--- Data for the task ---
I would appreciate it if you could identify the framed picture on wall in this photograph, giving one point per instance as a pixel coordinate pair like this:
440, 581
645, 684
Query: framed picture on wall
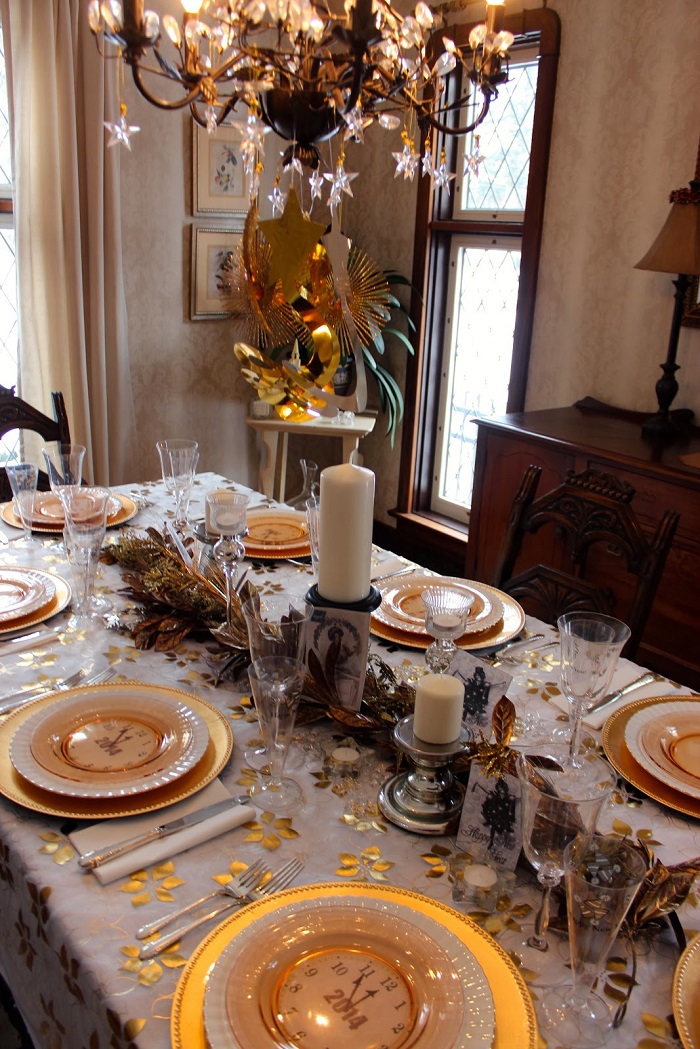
209, 250
217, 172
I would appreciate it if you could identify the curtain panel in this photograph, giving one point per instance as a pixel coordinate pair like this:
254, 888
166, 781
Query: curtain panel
72, 323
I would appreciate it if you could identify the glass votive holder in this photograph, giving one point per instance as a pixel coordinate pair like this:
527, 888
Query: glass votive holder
476, 882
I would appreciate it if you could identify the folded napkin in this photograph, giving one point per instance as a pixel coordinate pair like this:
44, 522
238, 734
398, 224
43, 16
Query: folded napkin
112, 832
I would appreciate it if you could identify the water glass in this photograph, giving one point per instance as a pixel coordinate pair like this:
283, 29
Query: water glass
22, 478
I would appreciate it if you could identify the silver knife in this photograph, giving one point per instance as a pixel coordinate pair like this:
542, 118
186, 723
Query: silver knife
645, 679
97, 858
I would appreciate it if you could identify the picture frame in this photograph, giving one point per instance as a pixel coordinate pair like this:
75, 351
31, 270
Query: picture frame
209, 247
218, 180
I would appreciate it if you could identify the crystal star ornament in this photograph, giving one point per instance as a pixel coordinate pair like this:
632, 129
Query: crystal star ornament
292, 239
121, 133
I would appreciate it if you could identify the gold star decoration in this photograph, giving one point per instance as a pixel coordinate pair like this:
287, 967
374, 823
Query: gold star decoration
292, 239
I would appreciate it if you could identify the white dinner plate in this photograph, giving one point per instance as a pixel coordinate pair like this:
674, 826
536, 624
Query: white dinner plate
109, 743
347, 973
22, 592
666, 744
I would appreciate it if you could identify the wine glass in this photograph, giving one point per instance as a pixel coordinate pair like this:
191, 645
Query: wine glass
601, 882
276, 684
22, 478
178, 463
560, 804
226, 514
86, 521
446, 613
591, 644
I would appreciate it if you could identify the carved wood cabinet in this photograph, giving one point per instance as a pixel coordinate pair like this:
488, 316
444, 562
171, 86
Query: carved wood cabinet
591, 435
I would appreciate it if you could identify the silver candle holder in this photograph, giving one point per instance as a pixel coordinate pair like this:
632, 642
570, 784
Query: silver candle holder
425, 798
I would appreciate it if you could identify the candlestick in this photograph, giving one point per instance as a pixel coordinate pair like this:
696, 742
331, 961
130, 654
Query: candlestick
439, 706
345, 521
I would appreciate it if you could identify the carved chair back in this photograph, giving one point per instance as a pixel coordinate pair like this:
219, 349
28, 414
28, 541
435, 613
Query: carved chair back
17, 414
591, 518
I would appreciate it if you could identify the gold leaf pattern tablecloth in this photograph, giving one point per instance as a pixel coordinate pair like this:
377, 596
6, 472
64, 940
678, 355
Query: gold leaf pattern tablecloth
67, 944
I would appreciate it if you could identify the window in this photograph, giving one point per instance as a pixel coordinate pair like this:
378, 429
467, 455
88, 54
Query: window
475, 263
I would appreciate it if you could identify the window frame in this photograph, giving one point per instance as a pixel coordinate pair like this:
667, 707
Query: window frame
420, 529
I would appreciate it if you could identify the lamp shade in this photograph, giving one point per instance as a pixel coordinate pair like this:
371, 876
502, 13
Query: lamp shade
677, 248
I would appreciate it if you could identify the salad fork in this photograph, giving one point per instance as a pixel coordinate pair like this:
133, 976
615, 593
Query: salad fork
281, 879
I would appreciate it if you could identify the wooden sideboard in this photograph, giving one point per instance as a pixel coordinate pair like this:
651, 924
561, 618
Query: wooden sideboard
590, 434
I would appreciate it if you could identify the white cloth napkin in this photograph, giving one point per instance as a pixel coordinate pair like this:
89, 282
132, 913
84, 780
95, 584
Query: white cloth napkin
112, 832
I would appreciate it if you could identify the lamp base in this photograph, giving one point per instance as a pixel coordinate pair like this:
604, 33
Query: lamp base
667, 425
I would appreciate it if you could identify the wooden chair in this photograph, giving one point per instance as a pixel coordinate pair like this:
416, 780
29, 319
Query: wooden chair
591, 520
17, 414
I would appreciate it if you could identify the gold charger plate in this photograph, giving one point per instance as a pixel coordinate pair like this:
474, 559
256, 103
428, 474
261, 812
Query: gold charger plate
514, 1012
686, 996
127, 511
507, 627
62, 595
620, 758
17, 789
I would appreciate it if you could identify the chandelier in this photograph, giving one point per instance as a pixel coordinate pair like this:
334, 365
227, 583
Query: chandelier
306, 69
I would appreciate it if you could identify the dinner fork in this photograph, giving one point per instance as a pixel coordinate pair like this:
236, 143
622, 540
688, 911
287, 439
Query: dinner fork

--- Written exercise ---
Render every one of the lines above as a JSON list of strings, with one string per line and blank lines omitted. Leave the pictures out of the answer.

--- Reply to the task ---
[
  "I would appreciate it if you could identify the framed picture on wall in this photograph, giving one point per instance as a pixel coordinate pair like this:",
  "440, 581",
  "645, 684",
  "Query: framed picture on wall",
  "209, 250",
  "217, 172",
  "I would appreciate it if you could identify the curtain panel in this photograph, giving one point per instance as a pixel coordinate pair like this:",
  "254, 888",
  "166, 781",
  "Query: curtain panel",
  "72, 323",
  "I would appreciate it if you could identify the glass votive holder in this photograph, giving one point per instance as a pixel coordinate pair like this:",
  "527, 888",
  "Query: glass votive holder",
  "476, 882",
  "I would appreciate it if you could identify the folded napkin in this photograph, giving one point per instance as a pixel coordinate pair like this:",
  "44, 522",
  "238, 734",
  "398, 224",
  "43, 16",
  "Query: folded napkin",
  "112, 832",
  "I would appreciate it if you could identify the water glass in this photograph, giving one point per instance as a pixel coordinate pair like this:",
  "283, 29",
  "Query: water glass",
  "22, 478",
  "I would appreciate it if you could identify the silver knife in this photograph, giving one point per instance as a pixel coordinate pair like this:",
  "542, 118",
  "186, 723",
  "Query: silver knife",
  "645, 679",
  "97, 858",
  "I would appreciate it if you could identify the picture frame in this photograph, giving one point per instance as a pixel coordinate pair like this:",
  "75, 351",
  "31, 270",
  "Query: picture frame",
  "209, 247",
  "218, 180",
  "I would appreciate it if you could identify the crystal star ornament in this photograph, giving one point per instance as a pixel coordinate pair like this:",
  "632, 129",
  "Query: crystal star ornament",
  "292, 239",
  "121, 133",
  "I would appreciate it if you could identify the gold star decoration in this photograph, giving one point per instance as a pixel coordinate pair like this:",
  "287, 967",
  "374, 823",
  "Query: gold star decoration",
  "292, 239",
  "I would appreciate it if you could identify the white dinner plate in this photograph, giving one point per instance as a pixel coordinate pair like this:",
  "674, 826",
  "536, 624",
  "Query: white dinner plate",
  "109, 743",
  "347, 973",
  "22, 592",
  "666, 744",
  "I would appreciate it if you could identify the wine glass in this photograph, giving one point per instance as a pixel coordinate pair like this:",
  "191, 645",
  "Query: wine glass",
  "601, 882",
  "276, 684",
  "22, 478",
  "178, 463",
  "560, 804",
  "226, 514",
  "86, 521",
  "446, 613",
  "591, 644",
  "I would appreciate it if you could identify the carved wood cabinet in this photograph, giving one point per instance as a pixel coordinate pair like this:",
  "488, 316",
  "444, 562",
  "171, 86",
  "Query: carved wood cabinet",
  "591, 435",
  "I would appreciate it if you could identify the silver candle holder in this photograph, giving one point per instance as a pixel coordinate pair like this:",
  "632, 642",
  "570, 784",
  "Query: silver candle holder",
  "425, 798",
  "I would appreciate it if you could identify the candlestick in this photograph, giving one point per instance as a pixel coordinate pair like this:",
  "696, 742",
  "331, 961",
  "130, 654",
  "Query: candlestick",
  "439, 706",
  "345, 521",
  "I would appreciate it if you could identify the carved chair back in this photograph, giving one point per instance as a pixel coordinate pair like this:",
  "219, 349",
  "28, 414",
  "28, 541",
  "435, 613",
  "Query: carved chair back",
  "17, 414",
  "591, 518",
  "I would appreciate it if you could identify the gold leaf pattern tablecloth in this photograph, giving one point per instance as a pixel coordinate pair like this:",
  "377, 596",
  "6, 472",
  "64, 940",
  "678, 355",
  "Query: gold leaf pattern tablecloth",
  "67, 944",
  "I would appreciate it if you could identify the window in this photograph, giving one point per instance as a pixel coordinate pair like this:",
  "378, 429",
  "467, 455",
  "88, 54",
  "Query: window",
  "475, 263",
  "I would appreciate it if you could identify the window frame in this photograph, giving one point per instance as a pixel coordinate pair like this:",
  "667, 707",
  "Query: window frame",
  "420, 529",
  "I would appreciate it if you could identify the lamp shade in this photograph, giving one point per instance as a pixel coordinate pair like this:",
  "371, 876",
  "502, 13",
  "Query: lamp shade",
  "677, 248",
  "I would appreciate it if you could identify the salad fork in this photograph, giving one point per instance as a pixel coordinate pair like this:",
  "133, 976",
  "615, 593",
  "Query: salad fork",
  "281, 879",
  "I would appreciate it if you could identify the wooden sideboard in this photograph, giving one point per instance as a pixel coordinate pair like this:",
  "651, 924",
  "561, 618",
  "Query: wooden sideboard",
  "590, 434",
  "I would appreciate it if you could identify the white cloth napkin in this photograph, giving one point per instance as a pixel coordinate pair like this:",
  "89, 282",
  "132, 913",
  "84, 780",
  "95, 584",
  "Query: white cloth napkin",
  "112, 832",
  "I would appreciate it if you could identify the lamp base in this photograph, giving one point per instance as a pixel coordinate pair like this:",
  "604, 33",
  "Query: lamp base",
  "667, 425",
  "I would appreciate it if you could identify the wooden chair in this photograph, giving one point per instance as a pixel coordinate pair like this:",
  "416, 780",
  "29, 319",
  "Query: wooden chair",
  "591, 520",
  "17, 414",
  "I would appreciate it if you could identify the gold charger plate in this photograph, giving one point per instance as a pixel coordinate pair like this:",
  "474, 559",
  "256, 103",
  "428, 474",
  "261, 812",
  "Query: gold charger plate",
  "514, 1012",
  "686, 996",
  "127, 511",
  "507, 627",
  "62, 595",
  "620, 758",
  "17, 789",
  "I would appreciate it if you could identify the chandelier in this photograph, giving one point per instance as a pixel coordinate pair like this:",
  "334, 365",
  "227, 583",
  "Query: chandelier",
  "306, 69",
  "I would appreciate it if you could identify the dinner fork in this photograph, giving one point per instance as a pixel coordinate pair like this:",
  "236, 143",
  "622, 540",
  "688, 911",
  "287, 439",
  "Query: dinner fork"
]